What you will do: Word for word, restate each entry that appears below.

Dataset entries:
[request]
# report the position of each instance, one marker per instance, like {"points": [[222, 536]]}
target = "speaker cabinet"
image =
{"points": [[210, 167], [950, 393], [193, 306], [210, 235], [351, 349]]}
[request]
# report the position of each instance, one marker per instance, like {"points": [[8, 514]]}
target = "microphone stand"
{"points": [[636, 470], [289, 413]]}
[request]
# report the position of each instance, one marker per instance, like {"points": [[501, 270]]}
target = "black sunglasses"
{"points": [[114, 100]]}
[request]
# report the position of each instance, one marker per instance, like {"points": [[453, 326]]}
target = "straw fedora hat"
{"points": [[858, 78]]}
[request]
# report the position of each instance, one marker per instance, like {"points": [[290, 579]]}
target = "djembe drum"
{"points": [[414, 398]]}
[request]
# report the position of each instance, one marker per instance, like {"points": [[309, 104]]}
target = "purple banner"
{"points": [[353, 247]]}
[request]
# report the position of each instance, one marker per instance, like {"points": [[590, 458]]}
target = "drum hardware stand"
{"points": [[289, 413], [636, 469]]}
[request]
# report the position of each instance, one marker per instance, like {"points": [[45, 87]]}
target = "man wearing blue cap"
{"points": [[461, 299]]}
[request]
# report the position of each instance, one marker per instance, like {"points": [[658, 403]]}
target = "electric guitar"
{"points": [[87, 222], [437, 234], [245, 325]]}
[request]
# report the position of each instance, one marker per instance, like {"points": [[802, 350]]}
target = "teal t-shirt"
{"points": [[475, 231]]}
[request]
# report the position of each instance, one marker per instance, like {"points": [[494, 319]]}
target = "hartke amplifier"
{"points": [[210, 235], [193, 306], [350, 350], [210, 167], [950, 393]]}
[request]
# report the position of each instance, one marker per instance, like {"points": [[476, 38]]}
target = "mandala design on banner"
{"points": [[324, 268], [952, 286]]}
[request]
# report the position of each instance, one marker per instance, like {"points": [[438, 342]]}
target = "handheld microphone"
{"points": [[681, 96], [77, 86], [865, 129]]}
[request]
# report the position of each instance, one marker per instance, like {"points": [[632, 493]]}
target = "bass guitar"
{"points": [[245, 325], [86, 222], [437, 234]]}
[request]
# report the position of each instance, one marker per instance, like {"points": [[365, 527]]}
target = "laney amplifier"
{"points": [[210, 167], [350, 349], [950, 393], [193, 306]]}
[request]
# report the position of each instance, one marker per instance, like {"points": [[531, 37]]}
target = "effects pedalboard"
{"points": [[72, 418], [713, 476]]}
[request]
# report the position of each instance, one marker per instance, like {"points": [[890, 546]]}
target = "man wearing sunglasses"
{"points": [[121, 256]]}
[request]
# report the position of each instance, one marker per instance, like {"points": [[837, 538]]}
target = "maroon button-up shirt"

Reply to the exercise:
[request]
# report the position of each instance, one marker per instance, like {"points": [[222, 536]]}
target = "speaker cabinet"
image =
{"points": [[210, 167], [950, 393], [193, 306], [210, 235], [351, 349]]}
[request]
# report the position of each instance, one marker per instance, like {"points": [[8, 514]]}
target = "microphone stand"
{"points": [[636, 470], [289, 413]]}
[request]
# report the position of each instance, one marker per instance, like {"points": [[501, 270]]}
target = "black sunglasses"
{"points": [[114, 100]]}
[request]
# report the position of each instance, one marker per instance, like {"points": [[453, 326]]}
target = "straw fedora hat"
{"points": [[858, 78]]}
[request]
# report the position of each instance, one marker per instance, like {"points": [[290, 579]]}
target = "djembe drum"
{"points": [[414, 398]]}
[request]
# report the position of each instance, one marker per instance, like {"points": [[309, 104]]}
target = "purple banner"
{"points": [[353, 247]]}
[request]
# report the position of each instance, one marker per instance, like {"points": [[590, 458]]}
target = "drum hardware stand"
{"points": [[289, 413], [636, 469]]}
[request]
# report the position of each instance, one marker per instance, like {"points": [[45, 87]]}
target = "man wearing blue cap"
{"points": [[461, 299]]}
[request]
# report the position of each instance, one marker per instance, like {"points": [[658, 403]]}
target = "electric guitar"
{"points": [[87, 222], [437, 234], [245, 325]]}
[request]
# report the position of each instance, one marker per instance, like {"points": [[802, 350]]}
target = "teal t-shirt"
{"points": [[475, 231]]}
[request]
# report the position of each instance, one marker per instance, like {"points": [[494, 319]]}
target = "hartke amplifier"
{"points": [[210, 235], [193, 306], [350, 350], [210, 167], [950, 393]]}
[request]
# report the position of each instance, one marker per instance, like {"points": [[476, 38]]}
target = "mandala design on banner"
{"points": [[324, 268], [952, 286]]}
[request]
# report the position of each instance, one marker per instance, like {"points": [[438, 342]]}
target = "handheld microphone"
{"points": [[681, 96], [77, 86], [865, 129]]}
[request]
# report the position of each instance, one marker per instance, like {"points": [[632, 493]]}
target = "bass guitar"
{"points": [[245, 325], [86, 222], [437, 234]]}
[request]
# report the position of each instance, one marker per instance, like {"points": [[365, 527]]}
target = "laney amplifier"
{"points": [[210, 167], [350, 349], [950, 393], [193, 306]]}
[request]
# report the position of each instance, one marker per instance, like {"points": [[531, 37]]}
target = "effects pedalboard"
{"points": [[72, 418], [713, 476]]}
[request]
# report the position of each instance, one marker per instance, like {"points": [[890, 546]]}
target = "man wearing sunglasses"
{"points": [[121, 256]]}
[request]
# report the position of each instance, one marker per instance, like {"points": [[837, 538]]}
target = "maroon button-up shirt"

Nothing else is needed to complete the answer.